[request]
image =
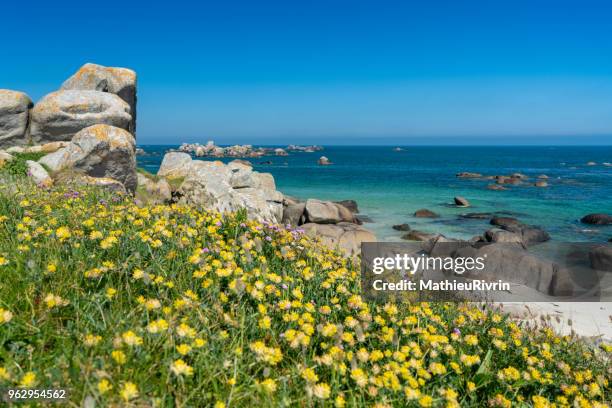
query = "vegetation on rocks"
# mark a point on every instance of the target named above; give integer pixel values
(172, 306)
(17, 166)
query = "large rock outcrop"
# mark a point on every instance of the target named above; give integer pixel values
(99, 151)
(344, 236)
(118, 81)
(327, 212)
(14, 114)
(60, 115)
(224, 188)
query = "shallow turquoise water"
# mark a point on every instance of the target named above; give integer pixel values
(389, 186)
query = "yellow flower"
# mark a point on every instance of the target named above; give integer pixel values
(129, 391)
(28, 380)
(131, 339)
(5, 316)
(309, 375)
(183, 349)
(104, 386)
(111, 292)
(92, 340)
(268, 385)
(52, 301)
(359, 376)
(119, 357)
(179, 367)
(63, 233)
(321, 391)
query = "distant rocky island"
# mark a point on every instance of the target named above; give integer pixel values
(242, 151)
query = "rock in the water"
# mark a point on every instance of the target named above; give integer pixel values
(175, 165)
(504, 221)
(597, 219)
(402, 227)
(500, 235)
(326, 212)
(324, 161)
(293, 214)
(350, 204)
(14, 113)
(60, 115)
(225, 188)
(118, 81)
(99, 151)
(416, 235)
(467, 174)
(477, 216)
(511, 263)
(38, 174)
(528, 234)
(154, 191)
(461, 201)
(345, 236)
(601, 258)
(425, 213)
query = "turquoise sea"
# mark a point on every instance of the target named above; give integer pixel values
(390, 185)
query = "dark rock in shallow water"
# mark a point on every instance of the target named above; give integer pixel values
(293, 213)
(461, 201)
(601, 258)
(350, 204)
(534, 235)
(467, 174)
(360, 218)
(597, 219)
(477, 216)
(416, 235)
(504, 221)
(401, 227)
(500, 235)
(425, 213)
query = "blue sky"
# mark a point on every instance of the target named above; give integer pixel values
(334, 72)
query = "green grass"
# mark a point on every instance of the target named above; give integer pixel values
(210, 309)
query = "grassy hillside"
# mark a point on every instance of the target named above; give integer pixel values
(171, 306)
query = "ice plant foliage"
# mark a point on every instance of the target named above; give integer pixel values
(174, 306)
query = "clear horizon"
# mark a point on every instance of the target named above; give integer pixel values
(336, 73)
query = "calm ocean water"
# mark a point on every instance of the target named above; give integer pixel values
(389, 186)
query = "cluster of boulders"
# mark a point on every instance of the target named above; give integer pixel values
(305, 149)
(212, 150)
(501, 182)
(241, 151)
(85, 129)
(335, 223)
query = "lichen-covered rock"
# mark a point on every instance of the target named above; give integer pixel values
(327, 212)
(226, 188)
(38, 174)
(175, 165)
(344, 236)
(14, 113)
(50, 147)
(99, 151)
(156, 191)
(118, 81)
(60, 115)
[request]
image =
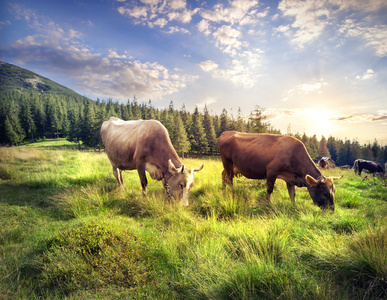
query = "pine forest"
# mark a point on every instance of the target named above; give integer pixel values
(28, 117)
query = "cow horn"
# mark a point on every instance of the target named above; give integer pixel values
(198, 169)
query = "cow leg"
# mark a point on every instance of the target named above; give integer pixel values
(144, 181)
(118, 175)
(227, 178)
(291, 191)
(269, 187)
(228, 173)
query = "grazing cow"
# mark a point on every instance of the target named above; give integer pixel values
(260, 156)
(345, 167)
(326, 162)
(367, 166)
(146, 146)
* * * * * * * * *
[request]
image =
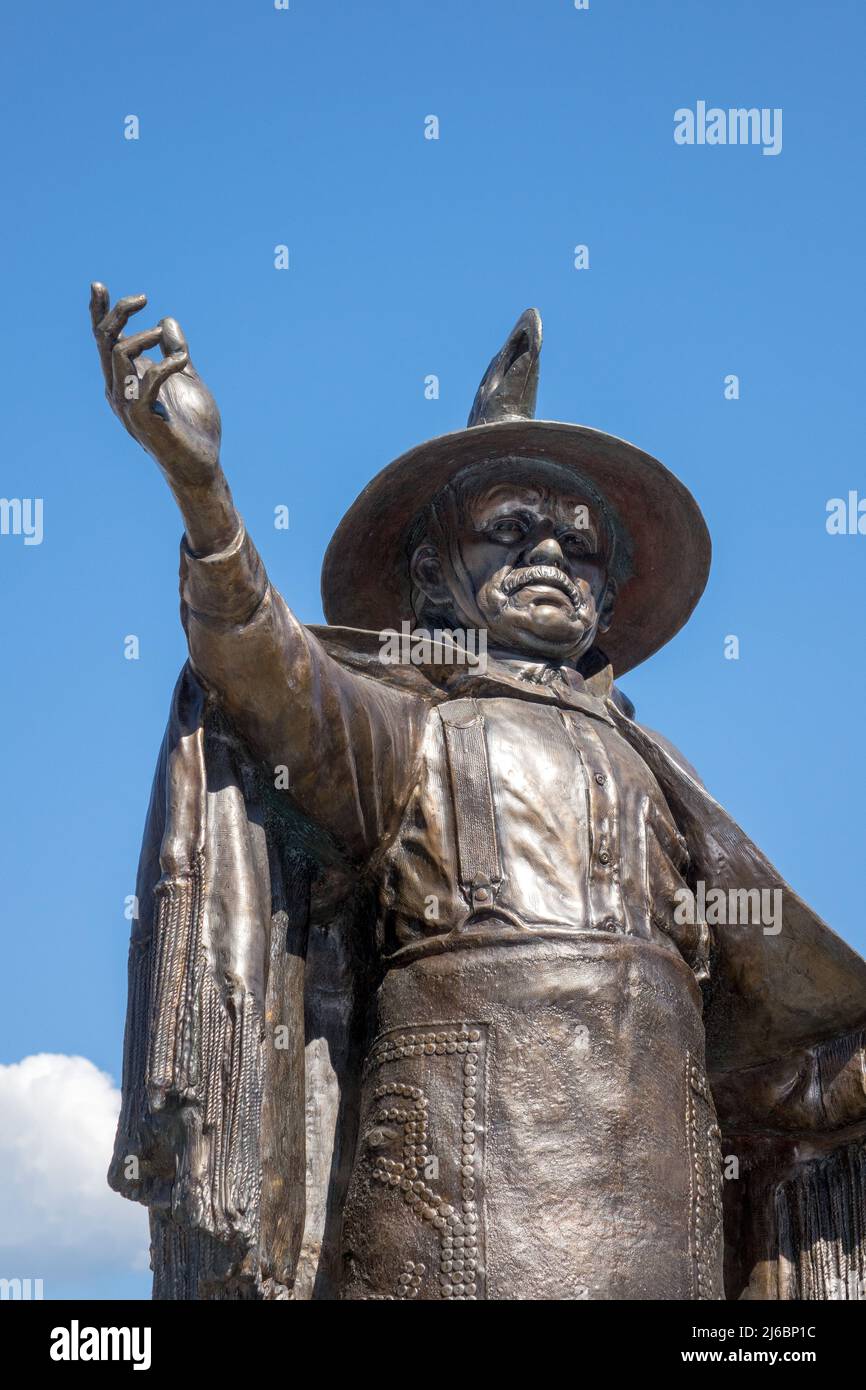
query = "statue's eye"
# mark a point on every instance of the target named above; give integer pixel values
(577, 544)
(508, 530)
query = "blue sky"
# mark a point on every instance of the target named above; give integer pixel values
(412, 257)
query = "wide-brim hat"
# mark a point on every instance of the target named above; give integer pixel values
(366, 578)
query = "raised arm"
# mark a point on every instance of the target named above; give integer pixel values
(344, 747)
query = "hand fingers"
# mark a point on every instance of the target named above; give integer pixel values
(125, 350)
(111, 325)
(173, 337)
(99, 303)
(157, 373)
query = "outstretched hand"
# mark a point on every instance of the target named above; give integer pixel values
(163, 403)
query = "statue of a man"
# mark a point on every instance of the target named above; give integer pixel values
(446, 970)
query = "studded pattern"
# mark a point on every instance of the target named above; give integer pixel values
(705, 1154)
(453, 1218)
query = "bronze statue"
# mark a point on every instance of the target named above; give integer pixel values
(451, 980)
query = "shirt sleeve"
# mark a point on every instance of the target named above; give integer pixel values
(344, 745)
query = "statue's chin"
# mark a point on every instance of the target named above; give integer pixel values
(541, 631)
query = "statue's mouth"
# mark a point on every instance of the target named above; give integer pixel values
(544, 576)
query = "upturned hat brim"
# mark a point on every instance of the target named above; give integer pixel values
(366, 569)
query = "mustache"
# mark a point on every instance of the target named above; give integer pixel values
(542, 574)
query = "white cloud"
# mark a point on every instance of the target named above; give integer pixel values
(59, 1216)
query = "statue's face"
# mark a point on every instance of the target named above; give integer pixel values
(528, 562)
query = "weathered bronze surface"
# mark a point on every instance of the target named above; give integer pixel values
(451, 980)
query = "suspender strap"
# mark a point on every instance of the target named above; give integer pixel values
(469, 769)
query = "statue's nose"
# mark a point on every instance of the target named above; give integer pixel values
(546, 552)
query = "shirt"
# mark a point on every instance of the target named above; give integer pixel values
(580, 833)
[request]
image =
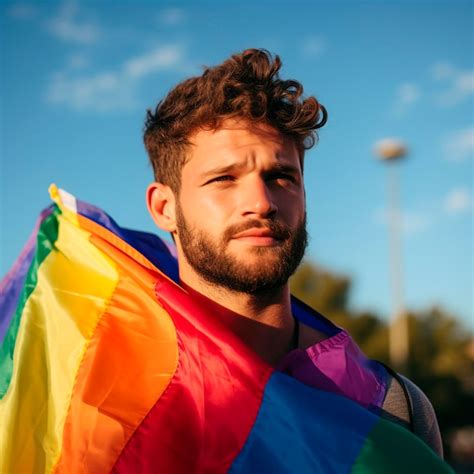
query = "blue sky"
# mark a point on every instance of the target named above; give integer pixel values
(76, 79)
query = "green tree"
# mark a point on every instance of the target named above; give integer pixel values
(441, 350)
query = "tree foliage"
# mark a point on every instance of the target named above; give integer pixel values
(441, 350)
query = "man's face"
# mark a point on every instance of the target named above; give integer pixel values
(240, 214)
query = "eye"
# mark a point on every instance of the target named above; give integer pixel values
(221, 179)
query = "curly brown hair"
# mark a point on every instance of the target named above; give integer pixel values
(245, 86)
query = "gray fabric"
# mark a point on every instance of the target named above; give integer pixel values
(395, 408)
* * * * * * * * *
■ What is needed: Count the lines in the items above that contain the word "shallow". Reply with the number alone.

■ Output of the task: 2